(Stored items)

::::::::::

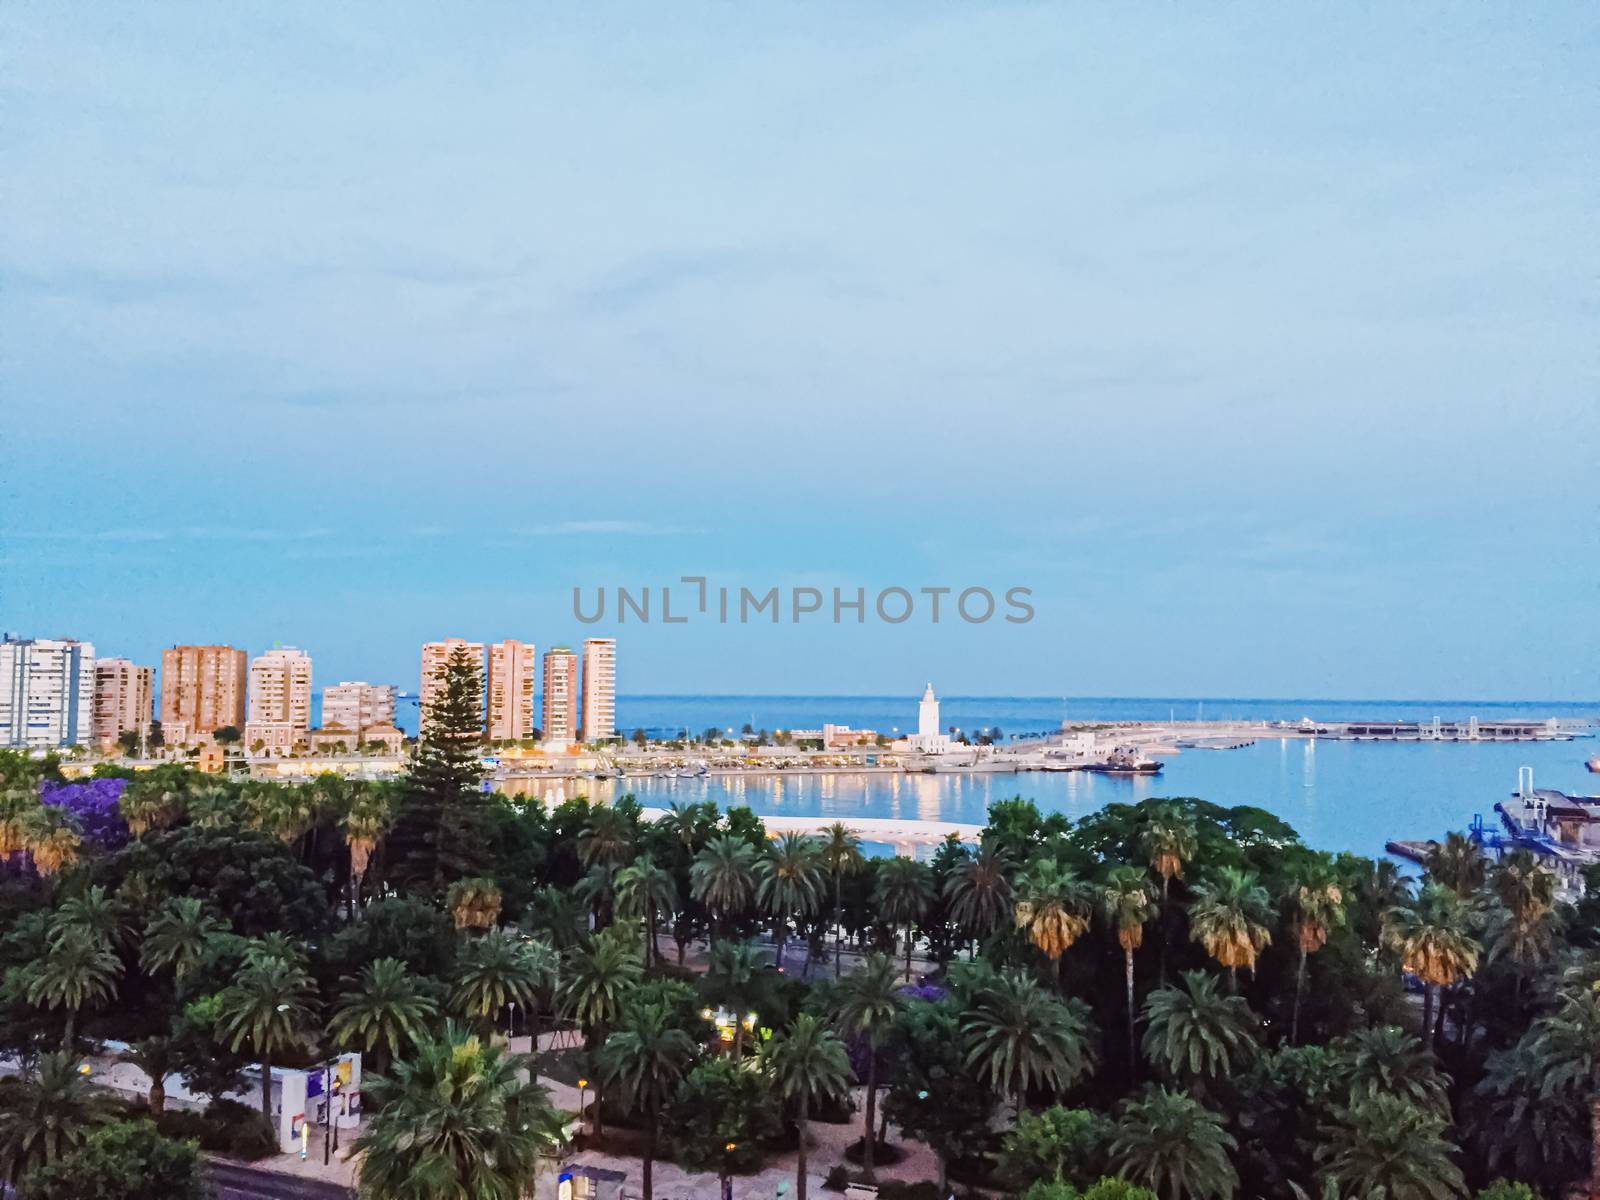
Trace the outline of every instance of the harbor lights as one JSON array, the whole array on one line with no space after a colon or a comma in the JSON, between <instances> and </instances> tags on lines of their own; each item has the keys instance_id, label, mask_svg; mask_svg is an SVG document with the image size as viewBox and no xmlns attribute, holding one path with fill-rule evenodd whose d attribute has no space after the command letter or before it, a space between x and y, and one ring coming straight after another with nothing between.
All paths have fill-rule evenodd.
<instances>
[{"instance_id":1,"label":"harbor lights","mask_svg":"<svg viewBox=\"0 0 1600 1200\"><path fill-rule=\"evenodd\" d=\"M578 1077L578 1132L579 1133L588 1132L588 1125L587 1125L588 1116L586 1115L586 1113L584 1111L584 1103L583 1103L584 1094L588 1090L589 1090L589 1081L587 1079L583 1078L580 1075Z\"/></svg>"}]
</instances>

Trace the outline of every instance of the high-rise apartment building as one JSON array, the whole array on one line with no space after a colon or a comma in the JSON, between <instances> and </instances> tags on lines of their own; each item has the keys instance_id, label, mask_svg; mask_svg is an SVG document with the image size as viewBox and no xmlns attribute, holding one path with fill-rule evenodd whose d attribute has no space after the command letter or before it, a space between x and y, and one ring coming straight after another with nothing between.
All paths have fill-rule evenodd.
<instances>
[{"instance_id":1,"label":"high-rise apartment building","mask_svg":"<svg viewBox=\"0 0 1600 1200\"><path fill-rule=\"evenodd\" d=\"M617 639L585 638L583 643L583 740L599 741L617 732Z\"/></svg>"},{"instance_id":2,"label":"high-rise apartment building","mask_svg":"<svg viewBox=\"0 0 1600 1200\"><path fill-rule=\"evenodd\" d=\"M284 646L251 659L245 745L289 749L310 728L311 656Z\"/></svg>"},{"instance_id":3,"label":"high-rise apartment building","mask_svg":"<svg viewBox=\"0 0 1600 1200\"><path fill-rule=\"evenodd\" d=\"M521 741L533 736L533 696L539 674L532 642L494 642L489 646L489 737Z\"/></svg>"},{"instance_id":4,"label":"high-rise apartment building","mask_svg":"<svg viewBox=\"0 0 1600 1200\"><path fill-rule=\"evenodd\" d=\"M427 642L422 647L422 686L417 689L421 707L421 724L428 724L428 707L444 687L444 668L457 649L465 649L483 673L483 643L467 642L460 638L445 638L442 642Z\"/></svg>"},{"instance_id":5,"label":"high-rise apartment building","mask_svg":"<svg viewBox=\"0 0 1600 1200\"><path fill-rule=\"evenodd\" d=\"M125 658L95 660L91 722L95 745L114 746L125 733L138 734L141 742L149 737L155 675L153 667L141 667Z\"/></svg>"},{"instance_id":6,"label":"high-rise apartment building","mask_svg":"<svg viewBox=\"0 0 1600 1200\"><path fill-rule=\"evenodd\" d=\"M565 646L544 654L544 740L552 749L578 736L578 656Z\"/></svg>"},{"instance_id":7,"label":"high-rise apartment building","mask_svg":"<svg viewBox=\"0 0 1600 1200\"><path fill-rule=\"evenodd\" d=\"M346 682L322 689L322 727L362 730L394 724L393 684Z\"/></svg>"},{"instance_id":8,"label":"high-rise apartment building","mask_svg":"<svg viewBox=\"0 0 1600 1200\"><path fill-rule=\"evenodd\" d=\"M0 638L0 746L86 746L94 731L94 646Z\"/></svg>"},{"instance_id":9,"label":"high-rise apartment building","mask_svg":"<svg viewBox=\"0 0 1600 1200\"><path fill-rule=\"evenodd\" d=\"M169 745L226 726L244 730L244 651L173 646L161 652L161 736Z\"/></svg>"}]
</instances>

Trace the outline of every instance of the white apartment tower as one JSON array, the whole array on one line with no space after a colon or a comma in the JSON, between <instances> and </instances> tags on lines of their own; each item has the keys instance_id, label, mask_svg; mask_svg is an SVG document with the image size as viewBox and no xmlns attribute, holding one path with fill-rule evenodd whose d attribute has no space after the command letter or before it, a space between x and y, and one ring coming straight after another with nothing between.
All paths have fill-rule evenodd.
<instances>
[{"instance_id":1,"label":"white apartment tower","mask_svg":"<svg viewBox=\"0 0 1600 1200\"><path fill-rule=\"evenodd\" d=\"M246 746L292 749L311 728L311 656L285 646L250 660Z\"/></svg>"},{"instance_id":2,"label":"white apartment tower","mask_svg":"<svg viewBox=\"0 0 1600 1200\"><path fill-rule=\"evenodd\" d=\"M94 733L94 646L0 638L0 746L86 746Z\"/></svg>"},{"instance_id":3,"label":"white apartment tower","mask_svg":"<svg viewBox=\"0 0 1600 1200\"><path fill-rule=\"evenodd\" d=\"M586 638L583 643L583 740L617 733L617 639Z\"/></svg>"},{"instance_id":4,"label":"white apartment tower","mask_svg":"<svg viewBox=\"0 0 1600 1200\"><path fill-rule=\"evenodd\" d=\"M103 749L114 746L125 733L138 734L140 742L150 736L155 676L153 667L141 667L125 658L95 660L91 722L95 745Z\"/></svg>"},{"instance_id":5,"label":"white apartment tower","mask_svg":"<svg viewBox=\"0 0 1600 1200\"><path fill-rule=\"evenodd\" d=\"M520 742L533 736L533 697L538 691L539 657L532 642L504 641L489 646L489 737Z\"/></svg>"},{"instance_id":6,"label":"white apartment tower","mask_svg":"<svg viewBox=\"0 0 1600 1200\"><path fill-rule=\"evenodd\" d=\"M322 689L322 727L362 730L394 724L393 684L335 683Z\"/></svg>"}]
</instances>

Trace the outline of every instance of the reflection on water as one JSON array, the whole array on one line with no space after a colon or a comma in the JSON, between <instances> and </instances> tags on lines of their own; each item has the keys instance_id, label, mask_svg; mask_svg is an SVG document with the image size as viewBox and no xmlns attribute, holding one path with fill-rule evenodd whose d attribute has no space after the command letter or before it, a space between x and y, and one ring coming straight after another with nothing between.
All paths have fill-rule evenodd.
<instances>
[{"instance_id":1,"label":"reflection on water","mask_svg":"<svg viewBox=\"0 0 1600 1200\"><path fill-rule=\"evenodd\" d=\"M985 822L989 805L1025 796L1047 812L1078 819L1113 802L1199 796L1251 804L1294 826L1310 845L1378 855L1391 838L1437 837L1464 829L1473 814L1492 820L1517 768L1532 766L1541 787L1595 790L1583 760L1592 741L1505 744L1322 742L1273 738L1238 750L1189 750L1155 777L1050 774L836 774L705 776L696 779L515 780L507 791L549 800L583 794L640 803L713 800L728 808L796 816L916 817Z\"/></svg>"}]
</instances>

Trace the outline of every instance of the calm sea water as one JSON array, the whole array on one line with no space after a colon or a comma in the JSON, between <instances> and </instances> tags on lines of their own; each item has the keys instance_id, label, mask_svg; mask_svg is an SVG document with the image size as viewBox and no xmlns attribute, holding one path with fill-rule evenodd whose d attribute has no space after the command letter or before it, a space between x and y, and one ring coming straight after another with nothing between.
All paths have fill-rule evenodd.
<instances>
[{"instance_id":1,"label":"calm sea water","mask_svg":"<svg viewBox=\"0 0 1600 1200\"><path fill-rule=\"evenodd\" d=\"M1202 711L1203 706L1203 711ZM915 697L634 696L618 701L618 726L666 734L711 727L817 728L825 721L892 734L915 725ZM1005 734L1046 732L1063 719L1163 720L1205 716L1245 720L1446 720L1477 716L1600 718L1600 704L1471 701L1066 700L952 697L947 725L998 725ZM1541 787L1600 791L1584 760L1600 749L1571 742L1384 743L1272 738L1238 750L1185 750L1155 777L1073 773L1020 775L787 775L705 779L583 780L596 799L624 789L642 803L714 800L760 813L915 817L983 824L993 800L1025 796L1046 811L1080 817L1103 804L1150 796L1199 796L1216 804L1253 804L1289 822L1309 845L1377 856L1391 838L1438 837L1464 829L1475 814L1493 820L1496 801L1531 766ZM575 789L569 784L566 794Z\"/></svg>"}]
</instances>

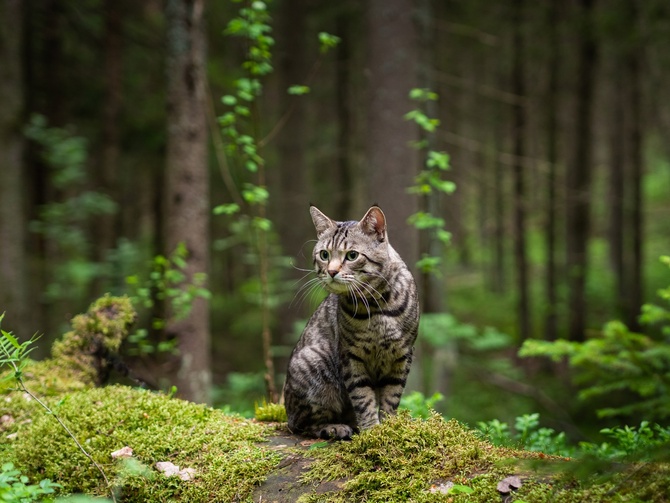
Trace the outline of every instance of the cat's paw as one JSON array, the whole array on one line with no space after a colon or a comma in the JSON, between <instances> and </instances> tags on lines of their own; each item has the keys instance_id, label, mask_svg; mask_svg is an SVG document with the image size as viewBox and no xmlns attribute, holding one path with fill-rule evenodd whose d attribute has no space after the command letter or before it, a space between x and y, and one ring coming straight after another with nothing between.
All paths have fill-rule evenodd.
<instances>
[{"instance_id":1,"label":"cat's paw","mask_svg":"<svg viewBox=\"0 0 670 503\"><path fill-rule=\"evenodd\" d=\"M327 424L316 435L326 440L351 440L354 433L354 429L348 424Z\"/></svg>"}]
</instances>

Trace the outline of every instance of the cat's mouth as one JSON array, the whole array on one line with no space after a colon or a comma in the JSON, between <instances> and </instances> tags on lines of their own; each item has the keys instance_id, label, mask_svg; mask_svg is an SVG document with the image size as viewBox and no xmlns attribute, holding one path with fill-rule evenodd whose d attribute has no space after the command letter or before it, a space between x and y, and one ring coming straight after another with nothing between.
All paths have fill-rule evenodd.
<instances>
[{"instance_id":1,"label":"cat's mouth","mask_svg":"<svg viewBox=\"0 0 670 503\"><path fill-rule=\"evenodd\" d=\"M347 285L348 281L339 276L331 277L326 274L321 278L321 282L326 290L330 293L343 294L349 292L349 287Z\"/></svg>"}]
</instances>

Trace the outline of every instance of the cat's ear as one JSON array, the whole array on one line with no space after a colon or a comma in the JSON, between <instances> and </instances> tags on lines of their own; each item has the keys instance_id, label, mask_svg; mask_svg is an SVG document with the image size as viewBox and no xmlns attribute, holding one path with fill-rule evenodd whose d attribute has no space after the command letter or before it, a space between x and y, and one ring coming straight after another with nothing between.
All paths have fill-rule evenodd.
<instances>
[{"instance_id":1,"label":"cat's ear","mask_svg":"<svg viewBox=\"0 0 670 503\"><path fill-rule=\"evenodd\" d=\"M386 217L379 206L370 208L359 225L368 236L376 237L379 242L386 241Z\"/></svg>"},{"instance_id":2,"label":"cat's ear","mask_svg":"<svg viewBox=\"0 0 670 503\"><path fill-rule=\"evenodd\" d=\"M337 224L324 215L316 206L310 206L309 212L312 215L312 222L314 222L314 227L316 228L316 237L320 238L328 229L337 227Z\"/></svg>"}]
</instances>

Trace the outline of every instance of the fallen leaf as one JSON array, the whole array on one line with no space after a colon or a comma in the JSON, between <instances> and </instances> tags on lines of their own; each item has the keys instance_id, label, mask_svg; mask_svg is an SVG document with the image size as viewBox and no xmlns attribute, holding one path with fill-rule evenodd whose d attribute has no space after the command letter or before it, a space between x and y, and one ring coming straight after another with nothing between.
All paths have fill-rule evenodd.
<instances>
[{"instance_id":1,"label":"fallen leaf","mask_svg":"<svg viewBox=\"0 0 670 503\"><path fill-rule=\"evenodd\" d=\"M509 494L512 491L519 489L521 485L522 485L521 477L518 477L517 475L512 475L510 477L505 477L500 482L498 482L496 489L498 489L498 492L502 494Z\"/></svg>"}]
</instances>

::::::::::

### PROBLEM DETAILS
Each line from the start of the entries above through the line with "Trace the outline of every instance of the high-rise" should be duplicated exactly, leaving out the pictures.

### WRITTEN RESPONSE
Trace the outline of every instance of the harbor lights as one JSON array, the whole array on one line with no space after a colon or a comma in the JSON, between <instances> and </instances> tags on lines of their own; each item has the keys instance_id, label, mask_svg; mask_svg is an SVG document with the image size as viewBox and no xmlns attribute, holding one path with fill-rule evenodd whose d attribute has no space after the command letter or before it, a space between x and y, and one ring coming straight after another with nothing between.
All paths have fill-rule evenodd.
<instances>
[{"instance_id":1,"label":"harbor lights","mask_svg":"<svg viewBox=\"0 0 1600 1200\"><path fill-rule=\"evenodd\" d=\"M578 1077L578 1132L579 1133L588 1132L588 1125L587 1125L588 1116L586 1115L586 1113L584 1111L584 1103L583 1103L584 1094L588 1090L589 1090L589 1081L587 1079L583 1078L580 1075Z\"/></svg>"}]
</instances>

Trace the outline of every instance of the high-rise apartment building as one JSON array, the whole array on one line with no space after a colon or a comma in the JSON, between <instances> and </instances> tags on lines of their own; each item has the keys instance_id, label, mask_svg; mask_svg is an SVG document with the image size as viewBox and no xmlns attribute, holding one path with fill-rule evenodd whose d attribute has no space after the command letter or before it, a space between x and y, and one ring coming straight after another with nothing between.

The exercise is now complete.